* [Alıntılanan Metin]
···

Muhsin Meriç

Muhsin Meriç

‘Öz’e dönüş vakti...

‘Öz’e dönüş vakti...

Zamanın sâkinleri olarak, ‘ilm’e olmasa da ‘bilme’ye oldukça iştahlıyız. Oysa hazımlı ilim şifa verirken abur cubur-mâlâyani bilgi sadece ruha sıkıntı ve keşmekeş verir. Lüzumsuz bilgilerle hâfızaların nasıl zarar gördüğünü kendimize ve etrafımıza bakarak anlayabiliriz; unutkanlık artıyor mu azalıyor mu? Kezâ kalplerin de... Kalpler telaşlı mı, selâmetli mi? Berrak zihinlerin, sükûnetli kalplerin nâdir bulunur hâle gelmesi ‘marifet ilmi’ne olan rağbetin azlığı ile de doğru orantılı. ‘Büyük’ meseleleri hallederken ‘küçük’ görünen ama daha büyük olan hakîkatleri ihmal mi ediyoruz yoksa? Ah şu bozuk teraziler!..

···

* [Verilen Satırlar]
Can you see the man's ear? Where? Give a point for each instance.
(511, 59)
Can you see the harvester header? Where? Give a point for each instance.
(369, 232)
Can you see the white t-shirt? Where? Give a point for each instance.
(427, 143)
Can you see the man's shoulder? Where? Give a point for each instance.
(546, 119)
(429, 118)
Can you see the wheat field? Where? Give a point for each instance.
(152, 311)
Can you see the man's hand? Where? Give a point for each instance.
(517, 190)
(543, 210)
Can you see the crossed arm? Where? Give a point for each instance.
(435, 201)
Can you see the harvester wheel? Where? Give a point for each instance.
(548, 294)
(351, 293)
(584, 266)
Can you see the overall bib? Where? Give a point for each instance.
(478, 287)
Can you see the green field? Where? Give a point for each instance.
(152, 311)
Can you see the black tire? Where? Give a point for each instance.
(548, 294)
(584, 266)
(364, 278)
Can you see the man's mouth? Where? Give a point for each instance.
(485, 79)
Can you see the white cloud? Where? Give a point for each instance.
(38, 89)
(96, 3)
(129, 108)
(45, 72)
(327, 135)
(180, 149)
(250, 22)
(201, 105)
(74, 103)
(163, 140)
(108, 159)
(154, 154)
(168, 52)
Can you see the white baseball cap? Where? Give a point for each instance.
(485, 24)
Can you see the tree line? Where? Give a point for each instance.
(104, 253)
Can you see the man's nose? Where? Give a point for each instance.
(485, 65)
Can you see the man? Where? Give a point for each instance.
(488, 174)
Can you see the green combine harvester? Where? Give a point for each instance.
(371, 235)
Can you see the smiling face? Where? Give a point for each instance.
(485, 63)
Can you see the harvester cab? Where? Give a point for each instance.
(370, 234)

···

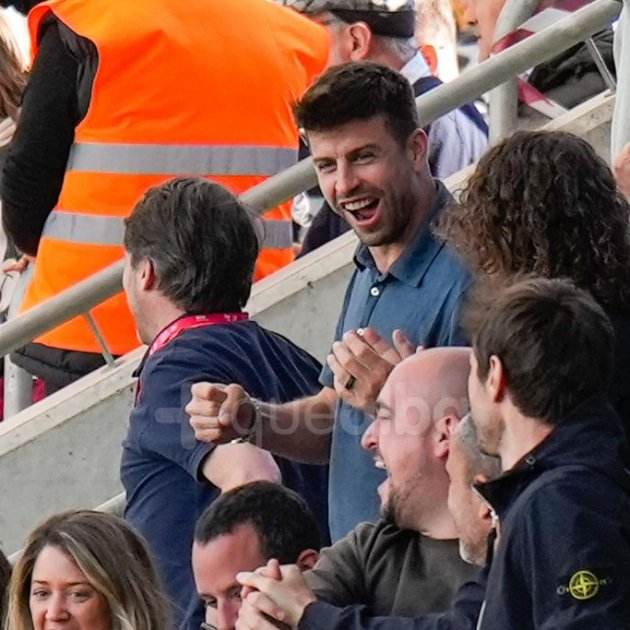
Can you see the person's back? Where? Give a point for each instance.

···

* [Hedefler]
1. Alıntılanan metinde "Zamanın sâkinleri olarak, ‘ilm’e" ile "şu bozuk teraziler!.." arasındaki kısmı, her ikisi de dahil olmak üzere, "teraziler" ifadesini "ölçüler" ile değiştirerek yeniden yazınız.
2. Alıntılanan metne göre şifa veren nedir?
3. Alıntılanan metindeki "Kalpler telaşlı mı, selâmetli mi?" cümlesini İngilizceye çeviriniz.

* [Görev Çözümleri]
1.
Zamanın sâkinleri olarak, ‘ilm’e olmasa da ‘bilme’ye oldukça iştahlıyız. Oysa hazımlı ilim şifa verirken abur cubur-mâlâyani bilgi sadece ruha sıkıntı ve keşmekeş verir. Lüzumsuz bilgilerle hâfızaların nasıl zarar gördüğünü kendimize ve etrafımıza bakarak anlayabiliriz; unutkanlık artıyor mu azalıyor mu? Kezâ kalplerin de... Kalpler telaşlı mı, selâmetli mi? Berrak zihinlerin, sükûnetli kalplerin nâdir bulunur hâle gelmesi ‘marifet ilmi’ne olan rağbetin azlığı ile de doğru orantılı. ‘Büyük’ meseleleri hallederken ‘küçük’ görünen ama daha büyük olan hakîkatleri ihmal mi ediyoruz yoksa? Ah şu bozuk ölçüler!..

2. Hazımlı ilim.

3. Are hearts anxious or at peace?